**Entries supplied**
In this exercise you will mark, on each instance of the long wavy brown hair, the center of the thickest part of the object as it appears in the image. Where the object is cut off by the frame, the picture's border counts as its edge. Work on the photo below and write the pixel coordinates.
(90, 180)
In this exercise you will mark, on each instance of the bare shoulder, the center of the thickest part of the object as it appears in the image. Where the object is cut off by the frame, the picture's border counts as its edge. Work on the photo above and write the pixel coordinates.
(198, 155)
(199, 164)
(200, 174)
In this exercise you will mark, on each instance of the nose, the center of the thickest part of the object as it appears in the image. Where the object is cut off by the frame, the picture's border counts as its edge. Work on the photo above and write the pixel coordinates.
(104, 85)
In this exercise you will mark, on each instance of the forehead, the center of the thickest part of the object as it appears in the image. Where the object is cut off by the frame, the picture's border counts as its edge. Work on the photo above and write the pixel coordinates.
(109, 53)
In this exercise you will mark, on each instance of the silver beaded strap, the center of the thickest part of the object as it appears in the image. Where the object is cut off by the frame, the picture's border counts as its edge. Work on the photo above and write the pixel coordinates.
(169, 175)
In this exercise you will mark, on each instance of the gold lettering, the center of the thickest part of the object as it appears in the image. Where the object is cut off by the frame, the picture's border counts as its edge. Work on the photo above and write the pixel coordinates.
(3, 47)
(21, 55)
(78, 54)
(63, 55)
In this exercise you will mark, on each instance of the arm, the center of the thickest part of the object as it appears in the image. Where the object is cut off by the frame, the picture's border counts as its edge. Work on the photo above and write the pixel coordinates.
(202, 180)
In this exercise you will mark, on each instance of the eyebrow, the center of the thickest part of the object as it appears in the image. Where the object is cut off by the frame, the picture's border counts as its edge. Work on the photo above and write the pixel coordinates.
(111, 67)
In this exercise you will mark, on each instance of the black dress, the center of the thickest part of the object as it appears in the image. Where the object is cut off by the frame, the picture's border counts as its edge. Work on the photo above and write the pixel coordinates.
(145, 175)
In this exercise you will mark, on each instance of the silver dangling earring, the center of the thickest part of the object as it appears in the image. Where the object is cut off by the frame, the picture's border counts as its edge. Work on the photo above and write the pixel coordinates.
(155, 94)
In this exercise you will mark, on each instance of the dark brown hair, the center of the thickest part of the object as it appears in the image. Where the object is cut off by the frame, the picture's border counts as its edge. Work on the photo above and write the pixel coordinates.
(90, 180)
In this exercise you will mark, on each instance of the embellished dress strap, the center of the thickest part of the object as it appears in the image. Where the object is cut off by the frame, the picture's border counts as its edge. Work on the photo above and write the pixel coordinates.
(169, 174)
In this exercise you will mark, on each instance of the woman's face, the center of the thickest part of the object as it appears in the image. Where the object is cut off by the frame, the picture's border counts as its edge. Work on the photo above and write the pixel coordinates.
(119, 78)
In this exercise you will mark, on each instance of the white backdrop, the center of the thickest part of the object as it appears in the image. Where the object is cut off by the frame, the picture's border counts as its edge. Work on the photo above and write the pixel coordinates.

**Written request**
Return the lines above exactly, keeping every word.

**Answer to this problem**
In this exercise you will mark, on each instance of the long wavy brown hair, the center of the thickest part of the object as it appears in the image. Where the object is cut off by the frame, the picture's border counts as its edge. Work on the photo below and write the pixel coordinates.
(90, 180)
In this exercise you will mark, on each instance of the bare shoulder, the center of the thickest part of the object as it appears in the image. Where the object is cut off by the frame, the picture's border counts as its edge. Work on the photo above and write the pixel coordinates.
(198, 155)
(199, 164)
(200, 174)
In this exercise you will mark, on each instance of the nose, the center of the thickest part of the object as it appears in the image. Where the object is cut off by the frame, the picture's border counts as its edge. Work on the photo above and write the pixel coordinates.
(104, 85)
In this exercise you will mark, on each instance of the forehead, the center of the thickest part of the object as it appears in the image. Where the object is cut off by the frame, the picture's border counts as its edge. Work on the photo above and write the pixel coordinates.
(109, 53)
In this exercise you will mark, on each instance of the silver beaded strap, the center of the thickest part of the object as it appears in the image. Where the object is cut off by the frame, the picture's border counts as its edge. Work on the photo above and write the pixel coordinates.
(169, 175)
In this exercise you will mark, on each instance of the gold lettering, the center of the thickest part of the object as it appears in the image. Where the object is cut off by the frame, the picture's border counts as its edge. Work on the photo above and write the pixel coordinates.
(3, 47)
(21, 55)
(78, 54)
(63, 55)
In this exercise you will mark, on each instance of the arm, the center of the thickest part of the object as it appears in the image. Where the object is cut off by the frame, the picture's border counts as its edge. Work on the photo above and write the pixel coordinates.
(202, 180)
In this exercise you will mark, on each instance of the eyebrow, the center of the thickest part of the object as it appears in the image. Where the object is cut off by the frame, the picture's border counts as its edge. Work on the photo above and write the pixel coordinates.
(111, 67)
In this exercise you will mark, on each instance of the black dress, the center of the thickest part of the object as it appears in the image. Where the object is cut off by the frame, the picture's border counts as its edge. Work on the photo above and write the pixel coordinates.
(145, 175)
In this exercise you will mark, on each instance of the silver dangling earring, the center of the thickest part of the object as it appears in the image. Where the object is cut off by the frame, the picture's border counts as its edge. Work on the photo above and write the pixel coordinates.
(155, 94)
In this exercise you will mark, on each instance of the dark brown hair, the center of the thickest part of the object as it appears in the image. Where the object is cut off by the frame, the picture's border counts as its edge. Work on the photo above and write the pixel coordinates.
(90, 180)
In this exercise you will mark, on each instance of the embellished dress strap, the center of the thickest part of the object as it appears in the image. Where the object is cut off by the frame, the picture's border counts as its edge. Work on the photo above and write the pixel coordinates.
(169, 174)
In this exercise you will mark, on each instance of the woman's face, the center of the thickest part of the object as it appears in the image. Where the object is cut off by the frame, the picture's border counts as its edge. Work on the photo above and write the pixel coordinates.
(119, 78)
In this exercise you will mark, on each instance of the white backdrop, the center of the thickest part of the object as it appears in the image. Where the object is cut off by the frame, the picture's border counts as its edge. Work on the photo above and write the pixel coordinates.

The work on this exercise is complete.